PROVIDED RECORDS
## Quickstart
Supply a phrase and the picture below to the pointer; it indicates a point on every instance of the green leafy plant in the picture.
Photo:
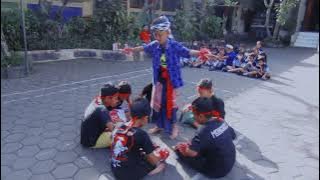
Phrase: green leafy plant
(15, 59)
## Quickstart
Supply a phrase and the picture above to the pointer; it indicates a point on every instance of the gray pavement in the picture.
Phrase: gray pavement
(277, 121)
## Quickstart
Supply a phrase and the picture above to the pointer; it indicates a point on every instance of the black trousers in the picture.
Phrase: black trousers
(199, 164)
(137, 172)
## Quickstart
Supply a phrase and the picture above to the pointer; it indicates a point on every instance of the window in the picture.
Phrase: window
(169, 5)
(136, 4)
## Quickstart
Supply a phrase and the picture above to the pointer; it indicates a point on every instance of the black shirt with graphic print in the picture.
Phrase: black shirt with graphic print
(218, 106)
(129, 148)
(213, 142)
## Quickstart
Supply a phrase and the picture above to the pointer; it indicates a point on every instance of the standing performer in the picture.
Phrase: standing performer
(167, 78)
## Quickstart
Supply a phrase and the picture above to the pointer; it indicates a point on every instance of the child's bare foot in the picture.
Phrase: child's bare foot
(154, 130)
(175, 132)
(158, 169)
(196, 124)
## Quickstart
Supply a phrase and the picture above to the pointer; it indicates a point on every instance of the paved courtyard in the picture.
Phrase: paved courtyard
(277, 121)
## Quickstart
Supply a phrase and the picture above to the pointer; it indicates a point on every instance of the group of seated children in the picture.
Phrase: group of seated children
(251, 63)
(108, 122)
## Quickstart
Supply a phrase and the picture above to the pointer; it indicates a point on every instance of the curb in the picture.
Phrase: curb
(44, 56)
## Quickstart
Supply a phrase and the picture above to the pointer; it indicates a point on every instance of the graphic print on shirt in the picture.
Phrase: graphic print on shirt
(221, 129)
(119, 149)
(163, 60)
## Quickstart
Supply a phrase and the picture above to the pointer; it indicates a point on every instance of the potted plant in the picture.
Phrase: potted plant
(11, 66)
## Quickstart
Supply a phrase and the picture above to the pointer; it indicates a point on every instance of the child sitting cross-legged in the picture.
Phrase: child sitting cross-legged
(217, 61)
(237, 62)
(261, 71)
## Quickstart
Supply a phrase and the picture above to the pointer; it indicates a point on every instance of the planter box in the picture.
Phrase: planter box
(113, 56)
(45, 56)
(85, 54)
(12, 72)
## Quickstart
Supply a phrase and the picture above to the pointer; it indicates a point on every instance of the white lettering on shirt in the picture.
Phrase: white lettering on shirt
(217, 132)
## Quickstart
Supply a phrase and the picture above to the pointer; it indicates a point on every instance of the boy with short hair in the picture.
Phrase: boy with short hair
(121, 113)
(247, 66)
(230, 55)
(205, 89)
(134, 156)
(262, 69)
(218, 60)
(237, 61)
(211, 152)
(259, 47)
(97, 126)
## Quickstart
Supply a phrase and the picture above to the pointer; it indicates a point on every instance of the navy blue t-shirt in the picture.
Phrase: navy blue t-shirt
(231, 55)
(128, 149)
(93, 126)
(213, 142)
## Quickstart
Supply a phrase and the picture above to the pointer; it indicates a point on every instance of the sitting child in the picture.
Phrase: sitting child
(247, 66)
(230, 55)
(201, 60)
(122, 111)
(237, 61)
(205, 89)
(97, 125)
(259, 47)
(211, 152)
(261, 71)
(134, 156)
(147, 92)
(217, 61)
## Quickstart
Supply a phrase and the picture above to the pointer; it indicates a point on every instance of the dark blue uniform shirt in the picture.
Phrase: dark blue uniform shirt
(213, 143)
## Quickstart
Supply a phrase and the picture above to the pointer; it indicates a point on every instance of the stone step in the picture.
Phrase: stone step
(310, 34)
(308, 41)
(308, 37)
(309, 45)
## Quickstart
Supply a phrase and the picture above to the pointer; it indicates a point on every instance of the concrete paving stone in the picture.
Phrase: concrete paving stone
(4, 134)
(87, 173)
(52, 125)
(35, 131)
(23, 121)
(31, 140)
(46, 154)
(11, 147)
(14, 137)
(251, 155)
(37, 124)
(42, 167)
(84, 162)
(68, 121)
(65, 171)
(43, 177)
(6, 126)
(24, 162)
(310, 172)
(67, 136)
(28, 151)
(19, 175)
(51, 134)
(52, 119)
(5, 170)
(106, 176)
(49, 143)
(69, 128)
(65, 157)
(66, 145)
(8, 159)
(268, 166)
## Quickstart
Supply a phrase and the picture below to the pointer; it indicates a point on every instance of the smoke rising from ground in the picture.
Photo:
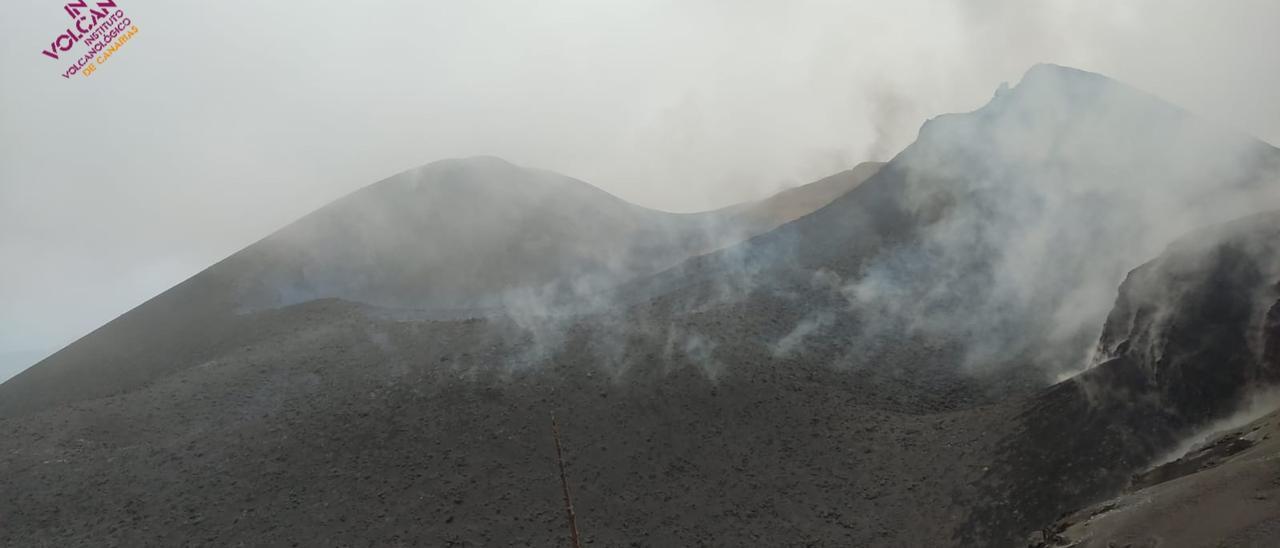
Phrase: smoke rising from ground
(223, 132)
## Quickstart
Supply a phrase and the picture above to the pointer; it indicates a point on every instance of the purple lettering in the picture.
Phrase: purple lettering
(72, 8)
(68, 39)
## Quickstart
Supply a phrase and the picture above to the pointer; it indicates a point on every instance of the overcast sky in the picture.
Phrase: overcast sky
(223, 120)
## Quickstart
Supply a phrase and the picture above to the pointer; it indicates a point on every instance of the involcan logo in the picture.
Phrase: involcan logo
(100, 26)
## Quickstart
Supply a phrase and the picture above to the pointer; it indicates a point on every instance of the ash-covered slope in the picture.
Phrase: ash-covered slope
(848, 378)
(1194, 336)
(1005, 229)
(455, 238)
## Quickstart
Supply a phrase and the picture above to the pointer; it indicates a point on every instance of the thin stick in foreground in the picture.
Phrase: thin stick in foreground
(568, 502)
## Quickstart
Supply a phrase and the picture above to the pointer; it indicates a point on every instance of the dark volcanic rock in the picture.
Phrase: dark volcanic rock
(1189, 337)
(869, 374)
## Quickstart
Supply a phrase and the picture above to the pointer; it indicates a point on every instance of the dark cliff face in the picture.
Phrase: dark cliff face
(1191, 334)
(1198, 324)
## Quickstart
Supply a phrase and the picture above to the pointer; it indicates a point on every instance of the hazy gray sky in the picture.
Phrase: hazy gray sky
(220, 122)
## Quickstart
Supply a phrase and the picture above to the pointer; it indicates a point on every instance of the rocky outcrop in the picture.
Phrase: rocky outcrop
(1192, 333)
(1201, 324)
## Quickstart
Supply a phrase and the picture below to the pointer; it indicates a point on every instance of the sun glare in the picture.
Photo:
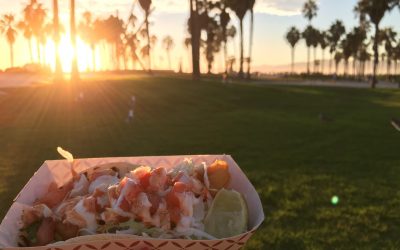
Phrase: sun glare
(66, 52)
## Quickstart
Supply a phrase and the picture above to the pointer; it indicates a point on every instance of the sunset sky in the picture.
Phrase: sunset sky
(273, 18)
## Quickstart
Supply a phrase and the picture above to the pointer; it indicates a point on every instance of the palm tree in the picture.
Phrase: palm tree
(195, 32)
(7, 27)
(389, 37)
(153, 43)
(224, 21)
(323, 42)
(293, 36)
(37, 17)
(347, 48)
(240, 8)
(338, 57)
(308, 35)
(250, 4)
(310, 9)
(74, 67)
(88, 33)
(168, 44)
(335, 33)
(375, 10)
(27, 31)
(146, 4)
(56, 37)
(315, 42)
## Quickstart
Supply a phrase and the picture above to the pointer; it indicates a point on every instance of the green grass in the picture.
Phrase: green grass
(296, 162)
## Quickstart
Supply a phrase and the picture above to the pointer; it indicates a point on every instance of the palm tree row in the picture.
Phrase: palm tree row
(218, 31)
(130, 40)
(354, 44)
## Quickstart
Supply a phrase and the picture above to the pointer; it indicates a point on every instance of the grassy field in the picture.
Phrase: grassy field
(296, 161)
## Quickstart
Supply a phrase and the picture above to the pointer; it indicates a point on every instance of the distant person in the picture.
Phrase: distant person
(131, 112)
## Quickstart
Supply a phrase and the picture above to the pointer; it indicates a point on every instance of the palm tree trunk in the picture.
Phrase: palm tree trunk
(250, 43)
(195, 37)
(148, 39)
(74, 67)
(241, 50)
(226, 56)
(308, 60)
(30, 49)
(322, 61)
(93, 48)
(376, 56)
(58, 70)
(12, 54)
(292, 60)
(169, 59)
(38, 50)
(315, 60)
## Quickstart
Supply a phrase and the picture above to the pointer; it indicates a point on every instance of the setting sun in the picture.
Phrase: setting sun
(66, 51)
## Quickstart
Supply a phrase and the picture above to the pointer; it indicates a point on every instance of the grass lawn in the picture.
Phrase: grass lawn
(296, 161)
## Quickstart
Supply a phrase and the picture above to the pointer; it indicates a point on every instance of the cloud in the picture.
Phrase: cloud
(279, 7)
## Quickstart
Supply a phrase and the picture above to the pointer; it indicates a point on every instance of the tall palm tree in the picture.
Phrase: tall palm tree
(308, 35)
(224, 21)
(323, 42)
(376, 10)
(347, 48)
(146, 4)
(250, 4)
(338, 57)
(195, 32)
(310, 9)
(27, 31)
(293, 36)
(153, 43)
(74, 66)
(389, 38)
(168, 44)
(335, 33)
(7, 27)
(56, 37)
(240, 8)
(314, 43)
(37, 14)
(88, 33)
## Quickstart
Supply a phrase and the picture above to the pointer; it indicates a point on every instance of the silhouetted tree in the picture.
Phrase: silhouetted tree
(335, 33)
(375, 10)
(240, 7)
(168, 44)
(146, 4)
(293, 36)
(250, 5)
(7, 27)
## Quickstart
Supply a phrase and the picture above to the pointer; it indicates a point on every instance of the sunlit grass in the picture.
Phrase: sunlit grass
(296, 161)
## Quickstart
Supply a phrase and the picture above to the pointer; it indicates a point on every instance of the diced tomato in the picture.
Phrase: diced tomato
(66, 230)
(90, 204)
(155, 202)
(133, 190)
(124, 205)
(45, 233)
(122, 184)
(173, 203)
(98, 173)
(143, 175)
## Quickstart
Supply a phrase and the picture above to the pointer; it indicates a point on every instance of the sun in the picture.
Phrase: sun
(66, 52)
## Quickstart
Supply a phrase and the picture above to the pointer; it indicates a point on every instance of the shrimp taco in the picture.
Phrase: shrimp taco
(127, 201)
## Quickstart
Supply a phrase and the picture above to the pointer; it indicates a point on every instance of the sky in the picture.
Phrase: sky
(272, 20)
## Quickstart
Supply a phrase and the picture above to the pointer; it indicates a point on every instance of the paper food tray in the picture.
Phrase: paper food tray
(59, 171)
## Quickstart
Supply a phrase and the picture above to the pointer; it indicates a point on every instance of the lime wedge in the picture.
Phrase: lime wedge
(227, 216)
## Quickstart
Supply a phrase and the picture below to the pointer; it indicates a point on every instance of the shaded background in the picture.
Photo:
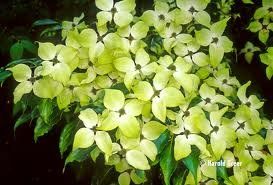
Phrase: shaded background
(24, 162)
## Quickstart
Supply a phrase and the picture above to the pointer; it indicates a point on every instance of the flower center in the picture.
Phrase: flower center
(138, 67)
(241, 125)
(173, 35)
(114, 81)
(161, 17)
(192, 10)
(248, 104)
(215, 40)
(207, 100)
(114, 10)
(187, 113)
(215, 129)
(249, 148)
(172, 67)
(94, 91)
(186, 133)
(131, 38)
(121, 112)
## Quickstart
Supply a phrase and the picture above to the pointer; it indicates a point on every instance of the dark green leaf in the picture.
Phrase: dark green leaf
(179, 178)
(24, 118)
(50, 30)
(141, 174)
(19, 107)
(4, 75)
(30, 61)
(195, 101)
(221, 171)
(80, 154)
(44, 22)
(121, 87)
(41, 128)
(66, 138)
(192, 162)
(16, 51)
(167, 163)
(162, 141)
(29, 46)
(46, 109)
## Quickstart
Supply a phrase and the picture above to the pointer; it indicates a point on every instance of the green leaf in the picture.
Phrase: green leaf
(162, 141)
(192, 162)
(221, 171)
(46, 109)
(44, 22)
(269, 72)
(66, 138)
(48, 31)
(121, 87)
(267, 3)
(195, 101)
(29, 61)
(41, 128)
(29, 46)
(24, 118)
(180, 176)
(4, 75)
(16, 51)
(168, 163)
(248, 1)
(79, 155)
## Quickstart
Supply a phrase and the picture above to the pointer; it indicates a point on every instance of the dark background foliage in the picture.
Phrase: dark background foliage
(22, 161)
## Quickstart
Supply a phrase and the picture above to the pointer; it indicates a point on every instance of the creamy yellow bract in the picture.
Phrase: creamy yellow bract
(164, 64)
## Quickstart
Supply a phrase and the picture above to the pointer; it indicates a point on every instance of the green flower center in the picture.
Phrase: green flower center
(121, 112)
(131, 38)
(138, 67)
(173, 35)
(161, 17)
(215, 40)
(186, 133)
(207, 100)
(187, 113)
(225, 81)
(71, 87)
(114, 81)
(114, 10)
(249, 148)
(156, 93)
(192, 10)
(215, 129)
(172, 67)
(248, 104)
(94, 91)
(241, 125)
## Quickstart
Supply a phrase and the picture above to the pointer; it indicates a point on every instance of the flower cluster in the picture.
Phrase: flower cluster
(162, 71)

WHAT TO DO
Gather every line above that contains the string "foreground" and reproduce each one in full.

COMPLETE RESPONSE
Supply a phrase and the picture above to the pointer; it indicates a point on every instance of the thin stick in foreground in the picture.
Phrase: thin stick in foreground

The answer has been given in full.